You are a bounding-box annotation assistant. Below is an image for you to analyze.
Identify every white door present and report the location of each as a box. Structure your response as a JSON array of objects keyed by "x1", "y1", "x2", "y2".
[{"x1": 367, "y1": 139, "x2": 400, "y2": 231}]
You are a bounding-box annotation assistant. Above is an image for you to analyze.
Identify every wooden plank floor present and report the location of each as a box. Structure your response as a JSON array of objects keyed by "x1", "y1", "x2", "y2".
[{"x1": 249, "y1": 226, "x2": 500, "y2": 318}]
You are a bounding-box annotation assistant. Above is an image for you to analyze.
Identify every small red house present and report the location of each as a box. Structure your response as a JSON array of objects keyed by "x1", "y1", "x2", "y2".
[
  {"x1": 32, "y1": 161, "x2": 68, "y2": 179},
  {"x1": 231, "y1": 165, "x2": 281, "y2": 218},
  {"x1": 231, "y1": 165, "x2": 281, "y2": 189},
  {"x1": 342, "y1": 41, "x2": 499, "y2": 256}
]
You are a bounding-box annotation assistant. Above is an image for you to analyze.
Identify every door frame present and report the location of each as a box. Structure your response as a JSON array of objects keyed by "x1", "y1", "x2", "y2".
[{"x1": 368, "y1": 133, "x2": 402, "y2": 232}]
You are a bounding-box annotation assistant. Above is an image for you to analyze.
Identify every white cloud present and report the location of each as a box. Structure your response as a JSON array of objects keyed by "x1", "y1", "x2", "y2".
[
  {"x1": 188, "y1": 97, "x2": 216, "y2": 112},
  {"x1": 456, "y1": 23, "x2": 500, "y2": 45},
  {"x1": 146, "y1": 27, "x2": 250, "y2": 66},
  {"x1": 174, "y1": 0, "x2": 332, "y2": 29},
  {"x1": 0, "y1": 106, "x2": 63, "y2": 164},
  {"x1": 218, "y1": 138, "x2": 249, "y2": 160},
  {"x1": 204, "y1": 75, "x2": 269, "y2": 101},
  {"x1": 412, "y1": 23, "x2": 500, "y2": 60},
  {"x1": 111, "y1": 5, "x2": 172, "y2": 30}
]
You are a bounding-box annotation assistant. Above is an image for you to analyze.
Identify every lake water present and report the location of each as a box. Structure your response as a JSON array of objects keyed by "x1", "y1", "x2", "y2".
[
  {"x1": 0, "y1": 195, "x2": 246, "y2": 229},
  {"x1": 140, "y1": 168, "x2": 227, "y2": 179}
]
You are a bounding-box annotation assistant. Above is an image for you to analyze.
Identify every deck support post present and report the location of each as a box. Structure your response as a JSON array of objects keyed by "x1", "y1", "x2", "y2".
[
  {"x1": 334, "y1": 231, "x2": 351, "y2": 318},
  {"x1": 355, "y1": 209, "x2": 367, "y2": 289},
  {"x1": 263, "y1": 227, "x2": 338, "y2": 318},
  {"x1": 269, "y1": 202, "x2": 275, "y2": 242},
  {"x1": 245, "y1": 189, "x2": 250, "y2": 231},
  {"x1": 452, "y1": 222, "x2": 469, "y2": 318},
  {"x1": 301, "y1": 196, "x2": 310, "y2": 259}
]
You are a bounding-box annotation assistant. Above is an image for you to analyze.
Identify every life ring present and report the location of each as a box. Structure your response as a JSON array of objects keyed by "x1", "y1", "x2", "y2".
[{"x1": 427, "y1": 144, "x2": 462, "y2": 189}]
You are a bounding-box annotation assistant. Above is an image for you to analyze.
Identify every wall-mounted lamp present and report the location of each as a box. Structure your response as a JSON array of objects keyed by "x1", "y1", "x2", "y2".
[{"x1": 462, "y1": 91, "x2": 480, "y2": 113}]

Assignment —
The records need to be set down again without a single difference.

Exercise response —
You are a bounding-box annotation assistant. Below is an image for you to analyze.
Identify every white door present and report the location of each as a box. Structure your response as a JSON array of objects keyed by "x1", "y1", "x2", "y2".
[{"x1": 367, "y1": 139, "x2": 400, "y2": 231}]
You are a bounding-box annotation assistant. Above is an image for you to analyze.
Identify every wooden plank floor present and report the location of each as a box. Structure your response as a JSON array of objects keyed by "x1", "y1", "x2", "y2".
[{"x1": 249, "y1": 226, "x2": 500, "y2": 318}]
You are a bounding-box annotation assistant. Above is an image for you to analyze.
Identify every small red house present and report the location of each as a box. Structure your response as a JSON array of objects keyed by "x1", "y1", "x2", "y2".
[
  {"x1": 32, "y1": 161, "x2": 68, "y2": 179},
  {"x1": 231, "y1": 165, "x2": 281, "y2": 218},
  {"x1": 231, "y1": 165, "x2": 281, "y2": 189},
  {"x1": 342, "y1": 41, "x2": 499, "y2": 256}
]
You are a bounding-box annotation assistant. Above is an image for you to analyze.
Identify every door frame present and report the location of each as a box. Structure your response as a JSON array of objects keyed by "x1", "y1", "x2", "y2".
[{"x1": 368, "y1": 133, "x2": 402, "y2": 232}]
You are a bounding-box annotation assistant. Above is an image for you to analyze.
Identify every white cloud present and report the location of each as a box. Structure your response as a JSON array of objects keyed by "x1", "y1", "x2", "y2".
[
  {"x1": 188, "y1": 97, "x2": 216, "y2": 112},
  {"x1": 456, "y1": 23, "x2": 500, "y2": 45},
  {"x1": 146, "y1": 27, "x2": 250, "y2": 66},
  {"x1": 174, "y1": 0, "x2": 332, "y2": 29},
  {"x1": 0, "y1": 106, "x2": 63, "y2": 164},
  {"x1": 218, "y1": 138, "x2": 249, "y2": 160},
  {"x1": 204, "y1": 75, "x2": 269, "y2": 101},
  {"x1": 412, "y1": 23, "x2": 500, "y2": 60},
  {"x1": 111, "y1": 5, "x2": 172, "y2": 30}
]
You are a bounding-box annotation assistant. Above is an image for you to analyze.
Identify every lake water present and report the location of each as a box. Structure your response as a JSON array of objects keyed by "x1", "y1", "x2", "y2".
[
  {"x1": 0, "y1": 195, "x2": 246, "y2": 229},
  {"x1": 140, "y1": 168, "x2": 227, "y2": 179}
]
You are a bounding-box annotation assistant. Above is an image for you to analyze.
Identify every deck support post present and report the location of each as a box. Structure your response as a JSON array of objects keyed by "x1", "y1", "x2", "y2".
[
  {"x1": 334, "y1": 231, "x2": 351, "y2": 318},
  {"x1": 355, "y1": 209, "x2": 367, "y2": 289},
  {"x1": 263, "y1": 227, "x2": 338, "y2": 318},
  {"x1": 269, "y1": 202, "x2": 275, "y2": 242},
  {"x1": 245, "y1": 189, "x2": 250, "y2": 231},
  {"x1": 452, "y1": 222, "x2": 469, "y2": 318},
  {"x1": 301, "y1": 196, "x2": 310, "y2": 259}
]
You are a bounding-box annotation assistant. Above is an image for you to analyze.
Identify every life ring present and report the location of each as a box. Structure your response as a JSON array of objects keyed by "x1", "y1", "x2", "y2".
[{"x1": 427, "y1": 144, "x2": 462, "y2": 189}]
You are a bounding-box annotation assistant. Above is an image for you to analyze.
Identify every wall-mounted lamp present and report the location of each as a box. Structure your response as a JSON array of objects keyed by "x1", "y1", "x2", "y2".
[{"x1": 462, "y1": 91, "x2": 480, "y2": 113}]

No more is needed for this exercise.